### Texte fourni
++++++++++

Par Thomas Planell
Après le rachat des minoritaires d’Altice par Patrick Drahi, c’est au tour de Xavier Niel d’arracher Iliad aux marchés, quelques semaines après le succès de l’offre faite par BPCE aux actionnaires de Natixis. Dans le secteur des matériaux, la famille propriétaire d’une grande partie du capital du leader mondial des moquettes et vinyles Tarkett, qui vient de publier des résultats marqués par une hausse notable des couts liés aux matières premières, a également décidé de retirer l’entreprise de la bourse, dix ans après l’y avoir introduite.

++++++++++

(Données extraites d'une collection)
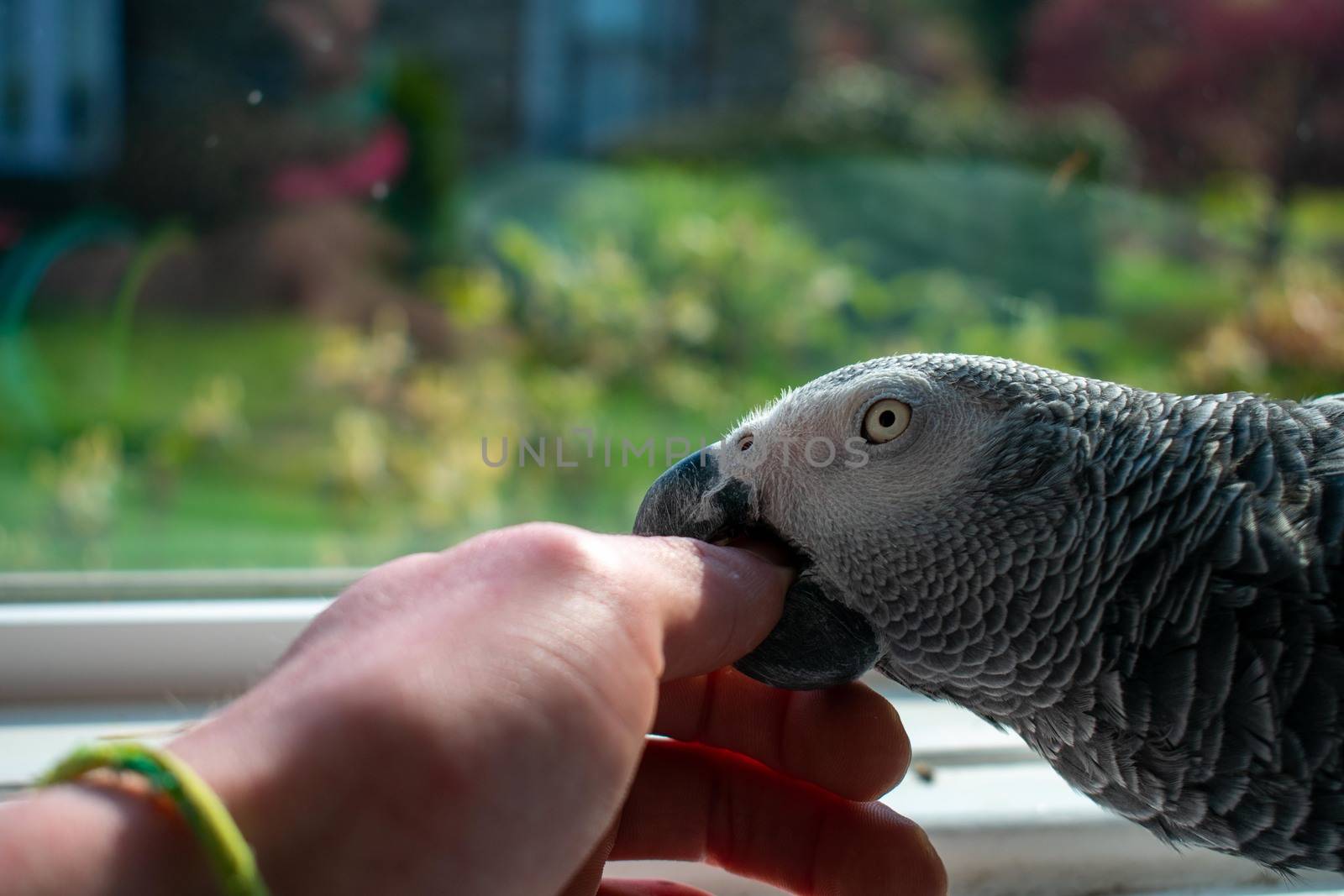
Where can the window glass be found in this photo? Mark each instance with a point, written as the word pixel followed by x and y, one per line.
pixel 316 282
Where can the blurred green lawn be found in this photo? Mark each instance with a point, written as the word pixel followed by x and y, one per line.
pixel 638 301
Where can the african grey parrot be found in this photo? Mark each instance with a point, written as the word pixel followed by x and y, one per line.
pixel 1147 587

++++++++++

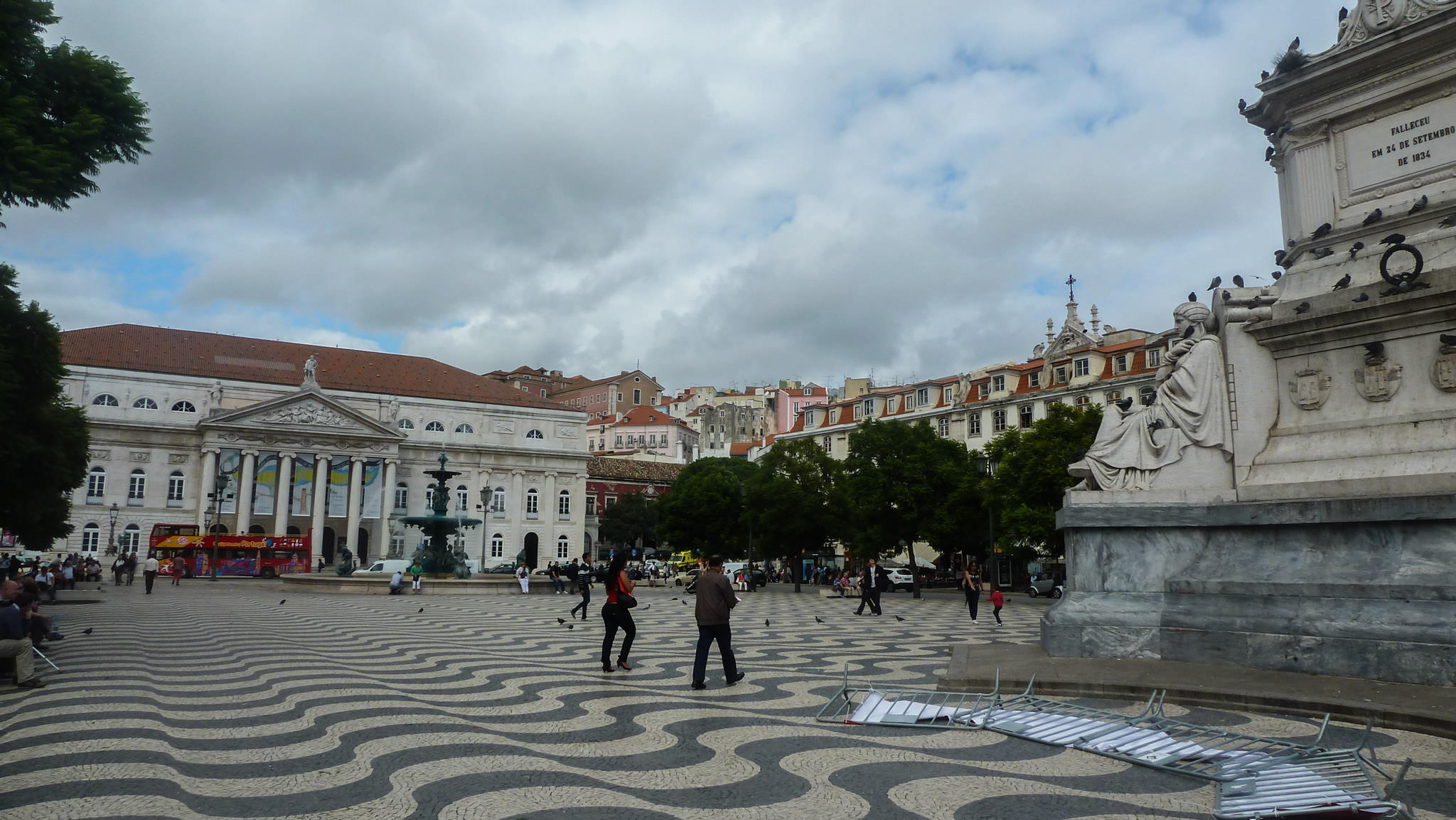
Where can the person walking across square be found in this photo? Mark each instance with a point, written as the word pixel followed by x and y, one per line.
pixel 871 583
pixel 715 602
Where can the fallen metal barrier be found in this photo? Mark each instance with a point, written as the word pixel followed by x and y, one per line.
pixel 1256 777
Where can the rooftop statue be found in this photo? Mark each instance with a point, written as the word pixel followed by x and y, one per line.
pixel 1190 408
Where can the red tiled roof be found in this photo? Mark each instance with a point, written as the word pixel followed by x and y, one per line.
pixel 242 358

++++++++++

### Consigne
Recopiez le texte fourni en entier, sans en modifier un seul mot.

### Réponse
Par Thomas Planell
Après le rachat des minoritaires d’Altice par Patrick Drahi, c’est au tour de Xavier Niel d’arracher Iliad aux marchés, quelques semaines après le succès de l’offre faite par BPCE aux actionnaires de Natixis. Dans le secteur des matériaux, la famille propriétaire d’une grande partie du capital du leader mondial des moquettes et vinyles Tarkett, qui vient de publier des résultats marqués par une hausse notable des couts liés aux matières premières, a également décidé de retirer l’entreprise de la bourse, dix ans après l’y avoir introduite.